** Exercise directions **
Set each entry down exactly as written.

[Saved data entries]
== Segment start ==

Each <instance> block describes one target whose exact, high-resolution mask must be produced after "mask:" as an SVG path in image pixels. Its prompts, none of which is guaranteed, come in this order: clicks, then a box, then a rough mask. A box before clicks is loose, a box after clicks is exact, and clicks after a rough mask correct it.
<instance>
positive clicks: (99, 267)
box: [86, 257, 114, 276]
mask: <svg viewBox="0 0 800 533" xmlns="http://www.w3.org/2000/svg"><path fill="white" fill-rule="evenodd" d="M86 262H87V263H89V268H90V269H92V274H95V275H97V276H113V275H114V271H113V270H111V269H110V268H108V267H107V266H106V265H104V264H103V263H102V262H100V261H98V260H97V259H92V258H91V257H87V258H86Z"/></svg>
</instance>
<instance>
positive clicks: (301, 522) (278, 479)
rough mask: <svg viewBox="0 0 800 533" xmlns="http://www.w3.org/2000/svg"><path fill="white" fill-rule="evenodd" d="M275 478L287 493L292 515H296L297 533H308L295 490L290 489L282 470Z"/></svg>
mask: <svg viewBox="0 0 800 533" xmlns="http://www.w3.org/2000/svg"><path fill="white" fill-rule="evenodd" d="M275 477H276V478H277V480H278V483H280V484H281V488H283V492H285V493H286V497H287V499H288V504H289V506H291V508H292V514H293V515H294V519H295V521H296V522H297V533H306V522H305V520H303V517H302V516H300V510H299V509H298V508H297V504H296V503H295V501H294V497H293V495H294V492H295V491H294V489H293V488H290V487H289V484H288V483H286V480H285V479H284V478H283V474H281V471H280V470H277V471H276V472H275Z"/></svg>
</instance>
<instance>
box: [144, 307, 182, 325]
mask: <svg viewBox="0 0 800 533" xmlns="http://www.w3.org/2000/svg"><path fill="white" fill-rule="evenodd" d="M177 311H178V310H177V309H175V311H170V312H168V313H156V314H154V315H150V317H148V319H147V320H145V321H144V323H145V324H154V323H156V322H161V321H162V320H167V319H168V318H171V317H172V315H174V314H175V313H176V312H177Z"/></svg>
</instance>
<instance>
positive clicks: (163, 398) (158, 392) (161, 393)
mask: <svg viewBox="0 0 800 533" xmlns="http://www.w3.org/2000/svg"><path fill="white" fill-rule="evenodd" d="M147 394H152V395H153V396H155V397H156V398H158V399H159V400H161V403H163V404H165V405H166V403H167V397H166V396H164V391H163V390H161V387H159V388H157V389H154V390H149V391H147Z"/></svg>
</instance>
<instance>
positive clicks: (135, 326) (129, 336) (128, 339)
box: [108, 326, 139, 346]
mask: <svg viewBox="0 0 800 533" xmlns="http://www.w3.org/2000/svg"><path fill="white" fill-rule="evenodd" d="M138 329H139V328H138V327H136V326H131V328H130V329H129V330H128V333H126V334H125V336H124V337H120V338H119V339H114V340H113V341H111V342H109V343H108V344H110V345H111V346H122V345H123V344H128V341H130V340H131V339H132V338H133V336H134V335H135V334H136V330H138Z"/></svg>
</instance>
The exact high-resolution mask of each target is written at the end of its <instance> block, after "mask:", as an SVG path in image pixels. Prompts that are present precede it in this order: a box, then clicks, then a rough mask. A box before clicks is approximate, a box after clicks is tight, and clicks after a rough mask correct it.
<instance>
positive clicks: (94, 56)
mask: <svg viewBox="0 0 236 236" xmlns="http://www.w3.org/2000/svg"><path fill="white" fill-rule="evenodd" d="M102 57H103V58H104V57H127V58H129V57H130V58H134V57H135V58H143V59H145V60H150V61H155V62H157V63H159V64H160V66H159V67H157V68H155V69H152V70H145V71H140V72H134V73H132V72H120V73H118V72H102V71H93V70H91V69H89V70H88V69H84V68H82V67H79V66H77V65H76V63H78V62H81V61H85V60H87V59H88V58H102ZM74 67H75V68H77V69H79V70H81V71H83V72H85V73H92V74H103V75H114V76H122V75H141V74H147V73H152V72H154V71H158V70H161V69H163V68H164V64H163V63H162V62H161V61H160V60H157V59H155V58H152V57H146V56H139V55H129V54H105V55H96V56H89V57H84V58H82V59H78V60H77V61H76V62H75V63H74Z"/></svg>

== Segment end ==

** Output of the exercise **
Each <instance> block describes one target whose exact, high-resolution mask must be produced after "mask:" as an SVG path in image pixels. Its prompts, none of which is guaranteed, come in this order: clicks, then a box, then a rough mask. A box before clicks is loose, a box after clicks is exact, and clicks after a rough mask correct it.
<instance>
positive clicks: (99, 267)
box: [86, 257, 114, 276]
mask: <svg viewBox="0 0 800 533" xmlns="http://www.w3.org/2000/svg"><path fill="white" fill-rule="evenodd" d="M86 262H87V263H89V268H90V269H92V274H95V275H97V276H113V275H114V271H113V270H111V269H110V268H108V267H107V266H106V265H104V264H103V263H102V262H100V261H98V260H97V259H92V258H91V257H87V258H86Z"/></svg>
</instance>
<instance>
positive clicks: (301, 522) (278, 479)
rough mask: <svg viewBox="0 0 800 533" xmlns="http://www.w3.org/2000/svg"><path fill="white" fill-rule="evenodd" d="M275 478L287 493L292 515H296L297 533H308L295 490L290 489L282 470Z"/></svg>
mask: <svg viewBox="0 0 800 533" xmlns="http://www.w3.org/2000/svg"><path fill="white" fill-rule="evenodd" d="M275 477H276V478H277V480H278V483H280V484H281V488H283V492H285V493H286V497H287V499H288V504H289V506H291V508H292V514H293V515H294V519H295V521H296V522H297V533H306V522H305V520H303V517H302V516H300V510H299V509H298V508H297V504H296V503H295V501H294V497H293V495H294V492H295V491H294V489H293V488H290V487H289V484H288V483H286V480H285V479H284V478H283V474H281V471H280V470H277V471H276V472H275Z"/></svg>
</instance>
<instance>
box: [144, 307, 182, 325]
mask: <svg viewBox="0 0 800 533" xmlns="http://www.w3.org/2000/svg"><path fill="white" fill-rule="evenodd" d="M177 311H178V310H177V309H175V311H170V312H168V313H156V314H154V315H150V317H148V319H147V320H145V321H144V323H145V324H154V323H156V322H161V321H162V320H167V319H168V318H171V317H172V315H174V314H175V313H176V312H177Z"/></svg>
</instance>
<instance>
positive clicks: (163, 398) (158, 392) (161, 393)
mask: <svg viewBox="0 0 800 533" xmlns="http://www.w3.org/2000/svg"><path fill="white" fill-rule="evenodd" d="M147 394H152V395H153V396H155V397H156V398H158V399H159V400H161V403H163V404H165V405H166V403H167V397H166V396H164V391H163V390H161V387H159V388H157V389H154V390H149V391H147Z"/></svg>
</instance>
<instance>
positive clicks: (135, 326) (129, 336) (128, 339)
box: [108, 326, 139, 346]
mask: <svg viewBox="0 0 800 533" xmlns="http://www.w3.org/2000/svg"><path fill="white" fill-rule="evenodd" d="M138 329H139V328H138V327H136V326H131V328H130V329H129V330H128V333H126V334H125V336H124V337H120V338H119V339H114V340H113V341H111V342H109V343H108V344H110V345H111V346H122V345H123V344H128V341H130V340H131V339H132V338H133V336H134V335H135V334H136V330H138Z"/></svg>
</instance>
The exact high-resolution mask of each target is written at the end of its <instance> block, after "mask:", as an SVG path in image pixels. Prompts that are present precede it in this order: a box, then clicks, then a rough mask. A box before clicks is approximate, a box after clicks is tight, and clicks after a rough mask correct it.
<instance>
positive clicks: (94, 56)
mask: <svg viewBox="0 0 236 236" xmlns="http://www.w3.org/2000/svg"><path fill="white" fill-rule="evenodd" d="M102 57H103V58H104V57H127V58H129V57H130V58H134V57H135V58H143V59H145V60H150V61H155V62H157V63H159V64H160V66H159V67H157V68H155V69H152V70H145V71H140V72H134V73H132V72H120V73H118V72H102V71H93V70H91V69H89V70H88V69H84V68H82V67H79V66H77V65H76V63H78V62H81V61H85V60H87V59H88V58H102ZM74 67H75V68H77V69H79V70H81V71H83V72H85V73H92V74H103V75H114V76H122V75H141V74H147V73H152V72H154V71H158V70H161V69H163V68H164V64H163V63H162V62H161V61H160V60H157V59H155V58H152V57H146V56H139V55H129V54H105V55H96V56H89V57H84V58H82V59H78V60H77V61H76V62H75V63H74Z"/></svg>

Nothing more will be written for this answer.